**SHORT EXERCISE**: Turn every one of the records below into a Markdown table with two columns, Row and Text. Number each row, put the full line in Text, and leave out blank lines.

**MATERIAL**:
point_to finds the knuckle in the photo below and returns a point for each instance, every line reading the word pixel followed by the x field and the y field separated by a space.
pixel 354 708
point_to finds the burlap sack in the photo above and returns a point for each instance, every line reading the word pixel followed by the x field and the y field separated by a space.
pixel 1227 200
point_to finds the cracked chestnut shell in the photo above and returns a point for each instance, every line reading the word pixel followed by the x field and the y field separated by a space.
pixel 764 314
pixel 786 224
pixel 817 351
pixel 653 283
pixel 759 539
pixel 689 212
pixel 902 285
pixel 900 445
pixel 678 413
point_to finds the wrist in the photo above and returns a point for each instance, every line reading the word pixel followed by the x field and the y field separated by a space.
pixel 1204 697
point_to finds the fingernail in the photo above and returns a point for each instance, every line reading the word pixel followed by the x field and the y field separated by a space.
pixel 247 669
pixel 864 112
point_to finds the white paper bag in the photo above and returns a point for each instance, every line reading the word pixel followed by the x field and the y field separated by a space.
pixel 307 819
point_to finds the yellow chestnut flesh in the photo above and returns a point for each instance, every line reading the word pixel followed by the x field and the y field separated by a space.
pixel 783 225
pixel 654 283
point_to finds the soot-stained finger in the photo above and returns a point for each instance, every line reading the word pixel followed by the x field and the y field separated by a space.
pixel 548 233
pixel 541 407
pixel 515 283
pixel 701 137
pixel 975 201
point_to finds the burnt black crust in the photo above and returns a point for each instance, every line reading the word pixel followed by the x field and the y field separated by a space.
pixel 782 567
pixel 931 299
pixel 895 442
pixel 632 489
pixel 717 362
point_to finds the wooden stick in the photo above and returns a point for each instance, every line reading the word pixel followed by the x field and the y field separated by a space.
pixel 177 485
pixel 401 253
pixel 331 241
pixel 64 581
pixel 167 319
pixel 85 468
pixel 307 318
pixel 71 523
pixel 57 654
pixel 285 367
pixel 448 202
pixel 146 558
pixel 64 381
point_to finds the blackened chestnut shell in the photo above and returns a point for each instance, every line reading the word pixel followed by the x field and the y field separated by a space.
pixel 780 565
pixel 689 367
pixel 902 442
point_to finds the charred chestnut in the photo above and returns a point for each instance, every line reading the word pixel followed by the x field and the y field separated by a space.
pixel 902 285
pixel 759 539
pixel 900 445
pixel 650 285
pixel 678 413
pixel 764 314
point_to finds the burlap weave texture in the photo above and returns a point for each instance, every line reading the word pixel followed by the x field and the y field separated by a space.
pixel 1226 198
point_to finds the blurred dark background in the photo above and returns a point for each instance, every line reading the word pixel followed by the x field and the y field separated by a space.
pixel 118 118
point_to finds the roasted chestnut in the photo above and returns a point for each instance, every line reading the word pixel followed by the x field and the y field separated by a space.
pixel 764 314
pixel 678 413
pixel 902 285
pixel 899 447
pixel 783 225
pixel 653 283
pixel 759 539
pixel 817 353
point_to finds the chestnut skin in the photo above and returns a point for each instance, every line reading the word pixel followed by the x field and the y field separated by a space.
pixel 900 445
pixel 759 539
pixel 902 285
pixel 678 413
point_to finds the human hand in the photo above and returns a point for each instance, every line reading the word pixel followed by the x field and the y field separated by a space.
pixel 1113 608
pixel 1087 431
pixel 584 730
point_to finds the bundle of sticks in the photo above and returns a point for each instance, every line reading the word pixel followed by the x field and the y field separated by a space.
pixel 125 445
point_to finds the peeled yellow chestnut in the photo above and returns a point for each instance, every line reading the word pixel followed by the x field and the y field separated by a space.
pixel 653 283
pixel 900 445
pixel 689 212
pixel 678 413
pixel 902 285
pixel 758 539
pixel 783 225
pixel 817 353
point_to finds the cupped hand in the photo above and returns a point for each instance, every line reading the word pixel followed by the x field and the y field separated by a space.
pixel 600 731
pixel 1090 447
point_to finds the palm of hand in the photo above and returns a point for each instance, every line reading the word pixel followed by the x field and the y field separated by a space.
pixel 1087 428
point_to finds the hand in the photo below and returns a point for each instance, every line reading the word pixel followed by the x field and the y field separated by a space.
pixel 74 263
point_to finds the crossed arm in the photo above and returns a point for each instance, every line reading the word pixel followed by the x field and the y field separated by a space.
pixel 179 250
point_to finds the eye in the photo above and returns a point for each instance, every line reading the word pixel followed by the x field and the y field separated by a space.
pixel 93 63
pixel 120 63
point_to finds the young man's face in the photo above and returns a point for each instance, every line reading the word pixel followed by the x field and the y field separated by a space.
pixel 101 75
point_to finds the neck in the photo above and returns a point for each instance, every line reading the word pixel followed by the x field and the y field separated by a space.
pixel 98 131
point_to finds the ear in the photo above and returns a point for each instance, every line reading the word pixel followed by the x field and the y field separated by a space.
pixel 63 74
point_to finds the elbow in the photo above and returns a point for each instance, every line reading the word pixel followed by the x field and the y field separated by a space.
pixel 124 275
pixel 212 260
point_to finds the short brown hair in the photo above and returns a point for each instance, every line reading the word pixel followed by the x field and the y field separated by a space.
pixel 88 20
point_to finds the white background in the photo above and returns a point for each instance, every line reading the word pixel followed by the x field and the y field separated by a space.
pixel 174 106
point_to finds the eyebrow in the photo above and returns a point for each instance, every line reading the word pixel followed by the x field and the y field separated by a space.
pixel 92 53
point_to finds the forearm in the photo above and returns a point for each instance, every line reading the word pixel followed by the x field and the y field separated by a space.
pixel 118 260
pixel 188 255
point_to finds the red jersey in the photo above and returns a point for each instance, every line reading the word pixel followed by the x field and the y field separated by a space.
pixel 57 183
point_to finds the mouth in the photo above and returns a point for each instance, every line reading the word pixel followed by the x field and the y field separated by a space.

**WRITTEN RESPONSE**:
| Row | Text |
|---|---|
| 1 | point_to finds the knuckle in the photo below and returns a point for each instance, every line reading the word pixel followed by the x field and the y field separated by a space. |
| 2 | pixel 354 708 |
| 3 | point_to finds the burlap sack in the photo above and returns a point for each instance, every line reading the word pixel followed by the x field and the y field separated by a space. |
| 4 | pixel 1227 200 |
| 5 | point_to finds the cracked chestnut shell in the photo above and returns a point for each instance, every line reading the word pixel followed by the x field and the y field separated by a space. |
| 6 | pixel 764 314 |
| 7 | pixel 786 224 |
| 8 | pixel 817 351 |
| 9 | pixel 653 283 |
| 10 | pixel 759 539 |
| 11 | pixel 689 212 |
| 12 | pixel 902 285 |
| 13 | pixel 900 445 |
| 14 | pixel 678 413 |
| 15 | point_to finds the wrist in the photo above and returns a point for each instance, every line reading the word pixel followed by the x field and the y field separated by a space. |
| 16 | pixel 1204 697 |
| 17 | point_to finds the fingernail in the photo above and returns a point for each instance, every line reading the word pixel followed by the x field and the y field separated by a space. |
| 18 | pixel 247 669 |
| 19 | pixel 864 112 |
| 20 | point_to finds the white paper bag in the photo above and returns a point for each instance, every line reading the word pixel followed by the x field and the y field separated by a space. |
| 21 | pixel 307 819 |
| 22 | point_to finds the yellow chestnut flesh in the photo above and returns a point for each instance, every line reading the word pixel followed by the x field and the y field separated by a space. |
| 23 | pixel 783 225 |
| 24 | pixel 654 283 |
| 25 | point_to finds the soot-stained finger in the photo above and returns a point for each instance, every line reading the word pixel followed by the x field and the y field separated by a space. |
| 26 | pixel 548 233 |
| 27 | pixel 541 407 |
| 28 | pixel 515 283 |
| 29 | pixel 701 137 |
| 30 | pixel 975 201 |
| 31 | point_to finds the burnt black crust in the photo above and returns a point for each instance, every line reading the word pixel followed by the x field and the y field separated by a space. |
| 32 | pixel 782 567 |
| 33 | pixel 931 299 |
| 34 | pixel 895 442 |
| 35 | pixel 632 489 |
| 36 | pixel 717 362 |
| 37 | point_to finds the wooden stick in the photo above and returns a point for each instance, every line reading the word pixel followed by the x field and the y field separated by a space. |
| 38 | pixel 177 485 |
| 39 | pixel 401 253 |
| 40 | pixel 331 241 |
| 41 | pixel 64 581 |
| 42 | pixel 167 319 |
| 43 | pixel 85 468 |
| 44 | pixel 307 318 |
| 45 | pixel 71 523 |
| 46 | pixel 57 654 |
| 47 | pixel 285 367 |
| 48 | pixel 448 202 |
| 49 | pixel 146 558 |
| 50 | pixel 64 381 |
| 51 | point_to finds the blackened chestnut shell in the photo above and returns a point for each instance, every line reading the word pixel followed by the x field and the y field separated by a space. |
| 52 | pixel 780 565 |
| 53 | pixel 689 367 |
| 54 | pixel 902 442 |
| 55 | point_to finds the charred chestnut in the photo above and returns a point for each instance, every line reading the word pixel followed by the x field and the y field separated by a space. |
| 56 | pixel 902 285 |
| 57 | pixel 759 539 |
| 58 | pixel 900 445 |
| 59 | pixel 650 285 |
| 60 | pixel 678 413 |
| 61 | pixel 764 314 |
| 62 | point_to finds the burlap weave texture in the photo above and returns a point for each instance, every line reading the word pixel followed by the x field and the y field separated by a space. |
| 63 | pixel 1226 198 |
| 64 | point_to finds the blurred dark background in the photo above and returns a point for each instance, every line reading the word pixel followed by the x field and the y field separated by a space. |
| 65 | pixel 118 118 |
| 66 | point_to finds the roasted chestnut in the photo above and returns a point for each instance, every line reading the word pixel followed by the x field and the y field separated by a space. |
| 67 | pixel 764 314 |
| 68 | pixel 678 413 |
| 69 | pixel 902 285 |
| 70 | pixel 899 447 |
| 71 | pixel 783 225 |
| 72 | pixel 653 283 |
| 73 | pixel 759 539 |
| 74 | pixel 817 353 |
| 75 | point_to finds the chestnut skin in the photo above and returns a point for each instance, every line reading the word pixel followed by the x field and the y field separated by a space. |
| 76 | pixel 900 445 |
| 77 | pixel 759 539 |
| 78 | pixel 902 285 |
| 79 | pixel 678 413 |
| 80 | point_to finds the human hand in the photo above and returns a point for each instance, every line reading the word pixel followed by the x field and the y field separated by a space. |
| 81 | pixel 1113 608 |
| 82 | pixel 1087 431 |
| 83 | pixel 584 730 |
| 84 | point_to finds the bundle of sticks in the photo above and returns a point for each instance, every line reading the word pixel followed by the x field and the y field separated by a space. |
| 85 | pixel 125 445 |
| 86 | point_to finds the peeled yellow chestnut in the photo above and returns a point for each instance, every line reading the word pixel followed by the x field and the y field separated by a space. |
| 87 | pixel 653 283 |
| 88 | pixel 900 445 |
| 89 | pixel 689 212 |
| 90 | pixel 678 413 |
| 91 | pixel 902 285 |
| 92 | pixel 758 539 |
| 93 | pixel 783 225 |
| 94 | pixel 817 353 |
| 95 | point_to finds the cupped hand in the photo above and returns a point for each instance, every line reading the word pixel followed by the x field and the y field separated by a space. |
| 96 | pixel 600 731 |
| 97 | pixel 1090 447 |
| 98 | point_to finds the palm of hand in the photo above and returns a point for each instance, every line reading the word pixel followed by the x field and the y field separated by a space. |
| 99 | pixel 1087 428 |
| 100 | point_to finds the hand in the photo below and returns a point for each instance, every line reading the word pixel followed by the x field and the y field separated by a space. |
| 101 | pixel 74 263 |
| 102 | point_to finds the crossed arm in the photo above and returns a point for each instance, every line reading the word pixel followed by the x field and the y field separated by a space. |
| 103 | pixel 179 250 |
| 104 | point_to finds the eye in the photo above and returns a point for each instance, every line reading the word pixel followed by the x field and the y field separated by a space. |
| 105 | pixel 93 63 |
| 106 | pixel 120 63 |
| 107 | point_to finds the young man's face in the photo above and returns a point for each instance, every line reading the word pixel followed by the x field and the y field separated by a space. |
| 108 | pixel 101 75 |
| 109 | point_to finds the neck in the photo above and returns a point for each instance, every line reading the word pixel followed by the x field and the y field separated by a space. |
| 110 | pixel 98 131 |
| 111 | point_to finds the ear in the photo above and returns a point for each instance, every line reading the word pixel followed by the x field and the y field separated by a space. |
| 112 | pixel 63 74 |
| 113 | point_to finds the elbow in the photo above and returns a point for each instance, every line reading the word pixel followed by the x field and the y field separated by a space. |
| 114 | pixel 124 275 |
| 115 | pixel 212 260 |
| 116 | point_to finds the short brown hair in the photo above and returns a point for each instance, every line reading the word pixel followed by the x field and the y field separated by a space. |
| 117 | pixel 88 20 |
| 118 | point_to finds the white background in the photo above and returns a point for each instance, every line reading the word pixel followed by the x field and the y field separated by a space. |
| 119 | pixel 174 106 |
| 120 | point_to finds the eyebrow in the photo above and returns a point for each instance, every line reading the word pixel followed by the x field and the y field separated by a space. |
| 121 | pixel 92 53 |
| 122 | point_to finds the forearm in the photo above and returns a point for each instance, every line reading the word pixel followed by the x field and the y field separated by a space. |
| 123 | pixel 118 260 |
| 124 | pixel 188 255 |
| 125 | point_to finds the red jersey in the photo above and returns a point for each instance, every line reading the word pixel followed by the x field and the y field separated by a space. |
| 126 | pixel 57 183 |
| 127 | point_to finds the mouth in the photo above and returns a point for each instance, every line reading the word pixel followed by the x field and the y field separated by a space. |